» EXTRACTO DE PÁGINA
###
La Cocina de las Emociones
En mi artículo de 2008 que incluyo más abajo, hablaba de una experiencia gastronómica única que yo viví, como organizador, anfitrión y comensal, en Mozambique. Esa cena, porque fue una cena, constituyó el primer paso para cambiar nuestra vida de entonces, una vida que se debatía en medio de una cruenta guerra civil desde hacía bastantes años. Al otro lado de la bahía de Maputo – en Catembe -se veían, a través de los amplios ventanales del Hotel-Escola “Andalucia”, los fogonazos de las explosiones, tras lo cual y con varios segundos de retraso, llegaba el estruendo matizado de los cañonazos. La cristalina voz de una cantante búlgara ponía el contrapunto de un mundo que se esforzaba por aparentar normalidad, con el de otro en el que probablemente y en ese mismo instante, estaban muriendo seres humanos. Pero había que actuar profesionalmente y tratar de influir para que los negociadores decidieran firmar, al día siguiente, un alto el fuego.
Recuerdo muchas más experiencias gastronómicas memorables, aunque ninguna tan dramática como la de aquella noche de Maputo, en las que pudimos sentir esa emoción tan especial que rodea a las verdaderas y genuinas obras de arte. En todas ellas siempre hubo un denominador común, además de una sorprendente comida y unos excelentes vinos. Me refiero a un sincronizado, preciso y altamente sofisticado servicio de esa comida y de esa bebida. Sin ello, no hubiera habido emoción. Sin ello, no hubiera habido magia.
###
» EXTRACTO DE DATOS
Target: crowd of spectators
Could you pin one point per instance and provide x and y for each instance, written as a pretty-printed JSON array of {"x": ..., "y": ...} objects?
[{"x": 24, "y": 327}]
###
» INSTRUCCIONES
Enumera todos los papeles que, según el texto sobre la cocina de las emociones, desempeñó en la cena de Mozambique quien lo escribe.

» RESULTADO
Organizador, anfitrión y comensal.